**Data in this exercise**
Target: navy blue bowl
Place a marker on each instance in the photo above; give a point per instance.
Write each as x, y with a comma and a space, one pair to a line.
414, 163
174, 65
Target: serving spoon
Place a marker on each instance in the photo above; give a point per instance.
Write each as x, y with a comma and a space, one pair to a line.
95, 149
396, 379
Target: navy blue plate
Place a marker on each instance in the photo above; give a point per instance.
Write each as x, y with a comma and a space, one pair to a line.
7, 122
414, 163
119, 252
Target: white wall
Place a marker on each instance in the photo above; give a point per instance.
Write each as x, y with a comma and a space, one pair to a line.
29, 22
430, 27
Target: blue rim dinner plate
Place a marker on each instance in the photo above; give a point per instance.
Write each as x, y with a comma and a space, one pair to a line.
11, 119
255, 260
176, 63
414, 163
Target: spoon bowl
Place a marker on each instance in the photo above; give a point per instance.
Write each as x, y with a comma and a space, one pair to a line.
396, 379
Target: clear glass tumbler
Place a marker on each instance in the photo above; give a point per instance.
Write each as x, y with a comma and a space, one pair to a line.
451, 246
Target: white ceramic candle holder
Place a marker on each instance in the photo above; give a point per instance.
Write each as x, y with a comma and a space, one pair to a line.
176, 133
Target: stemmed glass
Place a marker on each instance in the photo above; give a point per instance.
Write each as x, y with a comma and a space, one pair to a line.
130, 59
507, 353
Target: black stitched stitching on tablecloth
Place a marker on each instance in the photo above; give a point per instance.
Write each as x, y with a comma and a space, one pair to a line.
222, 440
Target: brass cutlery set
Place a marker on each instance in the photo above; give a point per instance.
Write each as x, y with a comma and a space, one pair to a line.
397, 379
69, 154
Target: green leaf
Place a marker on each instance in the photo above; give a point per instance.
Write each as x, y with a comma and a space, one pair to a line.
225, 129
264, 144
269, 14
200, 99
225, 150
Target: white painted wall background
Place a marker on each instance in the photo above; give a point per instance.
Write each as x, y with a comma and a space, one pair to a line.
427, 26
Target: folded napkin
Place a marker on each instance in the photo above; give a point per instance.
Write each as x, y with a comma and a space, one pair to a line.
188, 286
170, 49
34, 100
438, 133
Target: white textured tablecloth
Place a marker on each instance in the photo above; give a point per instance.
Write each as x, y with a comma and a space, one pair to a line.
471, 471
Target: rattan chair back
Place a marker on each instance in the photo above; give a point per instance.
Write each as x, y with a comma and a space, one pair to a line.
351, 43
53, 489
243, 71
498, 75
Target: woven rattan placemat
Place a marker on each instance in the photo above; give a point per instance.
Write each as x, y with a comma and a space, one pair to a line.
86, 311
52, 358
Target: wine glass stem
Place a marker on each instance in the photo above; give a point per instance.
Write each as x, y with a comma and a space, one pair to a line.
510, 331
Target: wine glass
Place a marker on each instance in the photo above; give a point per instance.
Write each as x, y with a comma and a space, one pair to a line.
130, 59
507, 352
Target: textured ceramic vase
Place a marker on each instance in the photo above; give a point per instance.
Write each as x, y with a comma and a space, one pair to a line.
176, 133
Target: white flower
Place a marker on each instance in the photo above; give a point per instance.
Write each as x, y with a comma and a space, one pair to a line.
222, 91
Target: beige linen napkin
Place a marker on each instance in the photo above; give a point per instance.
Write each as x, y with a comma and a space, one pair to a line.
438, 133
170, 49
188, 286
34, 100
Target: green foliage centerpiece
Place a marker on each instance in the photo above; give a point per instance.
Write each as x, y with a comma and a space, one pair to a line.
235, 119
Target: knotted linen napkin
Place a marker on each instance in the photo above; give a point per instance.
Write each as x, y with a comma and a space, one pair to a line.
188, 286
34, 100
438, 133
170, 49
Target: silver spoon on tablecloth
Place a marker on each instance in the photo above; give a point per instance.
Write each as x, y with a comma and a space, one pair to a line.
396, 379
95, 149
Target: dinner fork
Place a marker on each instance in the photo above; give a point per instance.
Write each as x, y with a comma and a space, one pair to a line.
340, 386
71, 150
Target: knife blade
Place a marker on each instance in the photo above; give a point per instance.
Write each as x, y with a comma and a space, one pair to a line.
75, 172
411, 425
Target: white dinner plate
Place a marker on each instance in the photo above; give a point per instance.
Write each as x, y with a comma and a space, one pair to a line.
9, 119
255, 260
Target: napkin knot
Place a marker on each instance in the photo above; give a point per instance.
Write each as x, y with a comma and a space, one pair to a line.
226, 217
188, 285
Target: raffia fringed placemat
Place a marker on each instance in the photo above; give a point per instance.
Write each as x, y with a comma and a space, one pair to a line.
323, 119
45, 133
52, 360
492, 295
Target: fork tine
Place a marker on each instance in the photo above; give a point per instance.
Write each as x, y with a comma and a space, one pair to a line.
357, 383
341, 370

**Set task**
Please give the stretch from the line containing "Target: dinner fork" through the final line again, swapping "marker" for "pin" and leaving everything else unchanged. Return only those lines.

**Reply**
Target: dinner fork
Place a pin on each instance in the photo above; give a point per instance.
Write each as x, y with a comma and a space, one pair to a line.
340, 386
71, 150
Target: knife blade
Place a pin on each instance in the photo above; give a point per instance.
Write each as x, y with a comma and a space, one pair to a line.
75, 172
411, 425
Target: white dinner plate
Place a pin on each instance in the photo above; give a point per instance.
Write each as x, y with a comma and a space, one pair to a line.
9, 119
255, 260
Target: napkin knot
Place a pin on each instance in the photo above; give a point per instance.
Write each as x, y with a comma and a space, one pair to a line.
226, 217
188, 285
Target: raffia fringed placemat
Place a pin on each instance in the photo above; give a point per instance.
Write each as x, y with a comma and a space, one pair to a line.
323, 119
45, 133
52, 360
492, 295
Target: fork tine
Place a pin on each instance in the photo above; give a point per instance.
Write each as x, y with a comma and a space, one pair to a line.
357, 383
341, 370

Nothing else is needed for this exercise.